* TASK TO CARRY OUT
Copy word for word the lines below, from the one containing "the window in" through the one containing "pixel 98 106", inclusive.
*****
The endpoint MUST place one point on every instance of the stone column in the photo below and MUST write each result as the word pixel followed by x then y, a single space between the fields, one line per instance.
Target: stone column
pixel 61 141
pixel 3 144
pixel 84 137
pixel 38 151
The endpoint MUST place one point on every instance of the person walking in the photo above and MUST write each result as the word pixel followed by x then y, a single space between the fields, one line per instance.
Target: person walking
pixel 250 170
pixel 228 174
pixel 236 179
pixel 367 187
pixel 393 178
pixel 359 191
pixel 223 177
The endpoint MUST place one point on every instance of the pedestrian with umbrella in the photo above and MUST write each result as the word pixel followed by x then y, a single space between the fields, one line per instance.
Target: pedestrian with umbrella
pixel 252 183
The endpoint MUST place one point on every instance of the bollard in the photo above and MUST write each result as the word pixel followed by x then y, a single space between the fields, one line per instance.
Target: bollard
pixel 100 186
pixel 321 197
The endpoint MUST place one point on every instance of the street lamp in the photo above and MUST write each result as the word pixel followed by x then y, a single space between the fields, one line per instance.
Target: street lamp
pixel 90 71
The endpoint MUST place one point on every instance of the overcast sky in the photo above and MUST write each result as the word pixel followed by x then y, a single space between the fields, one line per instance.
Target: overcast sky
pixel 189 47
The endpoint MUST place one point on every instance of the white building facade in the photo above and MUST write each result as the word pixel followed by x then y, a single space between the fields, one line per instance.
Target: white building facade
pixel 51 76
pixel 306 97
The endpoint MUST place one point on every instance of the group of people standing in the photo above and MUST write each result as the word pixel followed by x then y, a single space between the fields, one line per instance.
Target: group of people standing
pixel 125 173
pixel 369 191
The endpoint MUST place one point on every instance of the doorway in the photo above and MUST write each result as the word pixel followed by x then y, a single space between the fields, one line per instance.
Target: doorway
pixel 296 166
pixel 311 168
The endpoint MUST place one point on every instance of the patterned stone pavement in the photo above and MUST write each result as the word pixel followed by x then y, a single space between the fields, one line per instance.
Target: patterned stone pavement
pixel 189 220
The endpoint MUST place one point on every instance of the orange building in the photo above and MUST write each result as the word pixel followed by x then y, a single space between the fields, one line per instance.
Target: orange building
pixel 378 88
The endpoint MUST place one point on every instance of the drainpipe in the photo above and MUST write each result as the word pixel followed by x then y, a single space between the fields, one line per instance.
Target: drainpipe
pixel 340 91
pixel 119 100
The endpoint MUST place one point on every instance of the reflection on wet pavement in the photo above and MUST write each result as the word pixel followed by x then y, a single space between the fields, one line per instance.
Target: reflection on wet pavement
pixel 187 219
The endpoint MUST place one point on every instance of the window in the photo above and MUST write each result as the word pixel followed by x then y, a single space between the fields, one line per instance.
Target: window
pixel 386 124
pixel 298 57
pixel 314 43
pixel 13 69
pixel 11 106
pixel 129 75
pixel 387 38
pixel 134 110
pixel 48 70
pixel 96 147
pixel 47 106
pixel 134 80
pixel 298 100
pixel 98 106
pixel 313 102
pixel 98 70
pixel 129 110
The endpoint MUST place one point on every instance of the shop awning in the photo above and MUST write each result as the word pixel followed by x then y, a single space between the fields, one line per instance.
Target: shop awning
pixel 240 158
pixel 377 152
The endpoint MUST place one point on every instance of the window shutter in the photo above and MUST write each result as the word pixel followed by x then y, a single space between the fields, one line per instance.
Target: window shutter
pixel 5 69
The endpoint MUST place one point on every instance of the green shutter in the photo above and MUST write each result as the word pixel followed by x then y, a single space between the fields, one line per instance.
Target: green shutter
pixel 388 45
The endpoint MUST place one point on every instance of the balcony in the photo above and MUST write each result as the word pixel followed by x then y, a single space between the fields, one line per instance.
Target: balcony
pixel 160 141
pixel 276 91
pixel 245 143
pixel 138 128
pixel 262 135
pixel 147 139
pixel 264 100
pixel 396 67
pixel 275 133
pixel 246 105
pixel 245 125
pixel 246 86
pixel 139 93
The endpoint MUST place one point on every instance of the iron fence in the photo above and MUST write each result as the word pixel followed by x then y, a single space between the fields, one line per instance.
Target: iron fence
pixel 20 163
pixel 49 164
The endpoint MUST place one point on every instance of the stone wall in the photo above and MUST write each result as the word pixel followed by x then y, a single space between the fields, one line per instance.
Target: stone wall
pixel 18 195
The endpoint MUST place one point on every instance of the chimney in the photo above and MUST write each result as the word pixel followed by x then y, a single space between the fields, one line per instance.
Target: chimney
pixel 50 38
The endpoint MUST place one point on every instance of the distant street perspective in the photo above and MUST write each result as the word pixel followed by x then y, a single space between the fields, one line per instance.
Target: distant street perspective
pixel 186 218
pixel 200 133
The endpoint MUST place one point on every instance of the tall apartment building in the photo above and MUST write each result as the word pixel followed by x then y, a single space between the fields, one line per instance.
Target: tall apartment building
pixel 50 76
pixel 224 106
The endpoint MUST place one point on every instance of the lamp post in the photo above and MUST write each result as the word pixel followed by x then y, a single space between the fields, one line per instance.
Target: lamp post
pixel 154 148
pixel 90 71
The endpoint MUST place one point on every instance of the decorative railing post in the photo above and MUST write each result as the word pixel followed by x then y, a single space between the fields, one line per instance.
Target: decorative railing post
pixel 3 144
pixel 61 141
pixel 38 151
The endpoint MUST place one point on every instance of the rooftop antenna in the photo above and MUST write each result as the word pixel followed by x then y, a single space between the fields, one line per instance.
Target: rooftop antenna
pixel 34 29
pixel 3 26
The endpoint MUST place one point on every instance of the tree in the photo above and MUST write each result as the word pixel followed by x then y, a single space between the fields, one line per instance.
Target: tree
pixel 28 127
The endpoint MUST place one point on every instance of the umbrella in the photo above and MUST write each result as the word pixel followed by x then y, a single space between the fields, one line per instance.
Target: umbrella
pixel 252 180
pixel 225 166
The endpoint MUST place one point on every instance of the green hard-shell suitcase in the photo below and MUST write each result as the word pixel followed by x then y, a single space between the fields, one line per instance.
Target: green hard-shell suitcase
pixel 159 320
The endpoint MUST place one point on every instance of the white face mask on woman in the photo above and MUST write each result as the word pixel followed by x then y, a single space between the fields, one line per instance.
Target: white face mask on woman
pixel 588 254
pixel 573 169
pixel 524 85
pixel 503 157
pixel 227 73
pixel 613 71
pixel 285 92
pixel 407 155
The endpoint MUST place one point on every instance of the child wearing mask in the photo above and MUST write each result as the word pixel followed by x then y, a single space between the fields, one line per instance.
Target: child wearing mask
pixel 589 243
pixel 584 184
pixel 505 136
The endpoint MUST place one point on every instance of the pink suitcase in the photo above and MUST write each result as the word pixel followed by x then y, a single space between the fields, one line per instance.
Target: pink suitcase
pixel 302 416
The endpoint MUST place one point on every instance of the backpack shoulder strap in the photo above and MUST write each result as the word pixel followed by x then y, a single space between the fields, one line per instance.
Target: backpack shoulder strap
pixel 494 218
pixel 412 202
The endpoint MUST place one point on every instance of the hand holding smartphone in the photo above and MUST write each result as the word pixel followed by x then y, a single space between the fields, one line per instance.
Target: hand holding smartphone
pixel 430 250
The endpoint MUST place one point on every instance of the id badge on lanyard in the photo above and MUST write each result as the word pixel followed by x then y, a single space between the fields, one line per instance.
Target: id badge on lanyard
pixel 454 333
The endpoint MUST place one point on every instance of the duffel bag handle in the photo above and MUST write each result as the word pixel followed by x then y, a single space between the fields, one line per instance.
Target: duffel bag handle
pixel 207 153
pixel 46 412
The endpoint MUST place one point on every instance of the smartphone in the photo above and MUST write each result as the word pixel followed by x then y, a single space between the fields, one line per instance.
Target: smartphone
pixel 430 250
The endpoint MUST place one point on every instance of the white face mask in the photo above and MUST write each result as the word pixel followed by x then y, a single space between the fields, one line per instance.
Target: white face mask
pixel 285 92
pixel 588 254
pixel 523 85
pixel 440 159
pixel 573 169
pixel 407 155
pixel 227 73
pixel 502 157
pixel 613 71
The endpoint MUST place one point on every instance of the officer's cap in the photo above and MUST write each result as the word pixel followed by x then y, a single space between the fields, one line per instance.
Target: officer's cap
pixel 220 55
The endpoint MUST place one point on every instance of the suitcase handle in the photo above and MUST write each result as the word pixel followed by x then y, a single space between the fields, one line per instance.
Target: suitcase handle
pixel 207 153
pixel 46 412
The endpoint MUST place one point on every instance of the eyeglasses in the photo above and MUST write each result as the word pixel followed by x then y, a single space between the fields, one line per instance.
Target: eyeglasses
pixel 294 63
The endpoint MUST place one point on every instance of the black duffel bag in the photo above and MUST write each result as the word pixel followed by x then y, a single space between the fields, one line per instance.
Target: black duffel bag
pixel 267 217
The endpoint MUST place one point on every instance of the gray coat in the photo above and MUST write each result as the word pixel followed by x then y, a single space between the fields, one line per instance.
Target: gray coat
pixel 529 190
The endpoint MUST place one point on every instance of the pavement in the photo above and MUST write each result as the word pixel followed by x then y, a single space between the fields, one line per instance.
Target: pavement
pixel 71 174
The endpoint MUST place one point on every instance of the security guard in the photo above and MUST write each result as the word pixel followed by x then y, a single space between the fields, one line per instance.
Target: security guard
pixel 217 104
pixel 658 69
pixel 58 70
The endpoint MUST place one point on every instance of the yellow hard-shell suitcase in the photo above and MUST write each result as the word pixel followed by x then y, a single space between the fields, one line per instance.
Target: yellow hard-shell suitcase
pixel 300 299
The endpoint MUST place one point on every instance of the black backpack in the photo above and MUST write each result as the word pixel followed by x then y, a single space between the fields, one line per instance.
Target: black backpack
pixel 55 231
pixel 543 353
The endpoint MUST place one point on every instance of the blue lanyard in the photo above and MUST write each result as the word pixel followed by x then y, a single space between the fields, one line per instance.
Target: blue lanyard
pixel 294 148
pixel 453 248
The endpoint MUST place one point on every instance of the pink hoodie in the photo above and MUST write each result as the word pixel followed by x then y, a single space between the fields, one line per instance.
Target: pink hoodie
*****
* REPLY
The endpoint MUST place one point on every instance of the window in the photo above and MUST write each result as the word pixel followed by x then y, a single space between the fields, one line per instance.
Target: window
pixel 386 124
pixel 298 57
pixel 314 43
pixel 13 69
pixel 11 106
pixel 129 75
pixel 387 38
pixel 134 110
pixel 48 70
pixel 96 147
pixel 47 106
pixel 134 80
pixel 298 100
pixel 98 106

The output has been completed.